╭─ Data records
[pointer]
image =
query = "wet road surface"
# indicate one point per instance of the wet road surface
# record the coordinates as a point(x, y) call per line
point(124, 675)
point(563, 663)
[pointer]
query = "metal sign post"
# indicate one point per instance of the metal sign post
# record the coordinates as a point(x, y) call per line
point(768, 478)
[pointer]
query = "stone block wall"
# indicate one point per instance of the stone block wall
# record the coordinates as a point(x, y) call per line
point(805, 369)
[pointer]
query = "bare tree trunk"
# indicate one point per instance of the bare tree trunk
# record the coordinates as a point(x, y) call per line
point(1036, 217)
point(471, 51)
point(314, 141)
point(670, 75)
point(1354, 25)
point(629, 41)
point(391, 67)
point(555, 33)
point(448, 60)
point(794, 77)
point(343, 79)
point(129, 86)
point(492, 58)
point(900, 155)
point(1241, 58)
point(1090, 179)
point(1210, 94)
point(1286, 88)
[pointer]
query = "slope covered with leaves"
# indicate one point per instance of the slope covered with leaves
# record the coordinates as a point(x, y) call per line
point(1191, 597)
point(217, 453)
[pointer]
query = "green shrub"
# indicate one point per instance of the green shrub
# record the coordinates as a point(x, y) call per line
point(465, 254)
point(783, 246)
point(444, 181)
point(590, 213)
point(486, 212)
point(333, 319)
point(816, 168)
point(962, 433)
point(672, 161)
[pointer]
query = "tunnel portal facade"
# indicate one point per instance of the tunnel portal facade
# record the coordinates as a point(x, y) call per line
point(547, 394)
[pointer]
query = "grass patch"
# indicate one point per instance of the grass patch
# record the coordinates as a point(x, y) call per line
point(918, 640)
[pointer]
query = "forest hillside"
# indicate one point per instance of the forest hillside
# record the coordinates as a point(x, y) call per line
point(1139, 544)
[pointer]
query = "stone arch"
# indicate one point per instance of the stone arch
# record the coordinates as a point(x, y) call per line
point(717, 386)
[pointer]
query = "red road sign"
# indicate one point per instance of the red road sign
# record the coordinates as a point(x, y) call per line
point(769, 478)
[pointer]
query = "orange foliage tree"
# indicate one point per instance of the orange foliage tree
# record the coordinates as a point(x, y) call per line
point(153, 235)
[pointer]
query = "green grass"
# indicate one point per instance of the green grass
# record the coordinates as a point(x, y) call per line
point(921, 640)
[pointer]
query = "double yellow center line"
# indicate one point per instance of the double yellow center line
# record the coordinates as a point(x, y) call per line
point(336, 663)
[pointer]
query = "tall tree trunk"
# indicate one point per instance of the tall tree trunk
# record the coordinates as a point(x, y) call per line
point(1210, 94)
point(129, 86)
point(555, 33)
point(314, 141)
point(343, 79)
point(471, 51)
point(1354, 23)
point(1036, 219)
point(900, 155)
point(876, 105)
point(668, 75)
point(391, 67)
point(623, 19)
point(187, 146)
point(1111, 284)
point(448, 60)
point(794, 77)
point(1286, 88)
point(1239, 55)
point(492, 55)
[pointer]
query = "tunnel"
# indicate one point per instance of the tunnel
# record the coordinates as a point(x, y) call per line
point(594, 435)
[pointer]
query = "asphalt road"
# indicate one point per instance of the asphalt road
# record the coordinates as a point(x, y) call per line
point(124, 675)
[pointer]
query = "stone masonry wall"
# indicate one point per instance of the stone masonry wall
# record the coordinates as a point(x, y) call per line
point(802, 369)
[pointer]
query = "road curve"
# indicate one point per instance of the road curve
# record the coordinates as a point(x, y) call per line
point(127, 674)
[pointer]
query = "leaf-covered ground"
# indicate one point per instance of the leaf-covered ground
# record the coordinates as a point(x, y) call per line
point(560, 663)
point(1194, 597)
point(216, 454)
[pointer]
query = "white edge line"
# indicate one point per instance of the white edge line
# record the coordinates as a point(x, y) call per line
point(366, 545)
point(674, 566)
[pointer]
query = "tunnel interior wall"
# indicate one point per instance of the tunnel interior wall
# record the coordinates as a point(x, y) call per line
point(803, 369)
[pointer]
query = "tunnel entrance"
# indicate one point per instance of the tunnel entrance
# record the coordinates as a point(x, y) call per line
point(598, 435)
╰─
Requirement ▸ Check each line of the entries above for the string "patch", and return those that contain it.

Reply ▸
query = "grass patch"
# indicate one point per instance of the grass patch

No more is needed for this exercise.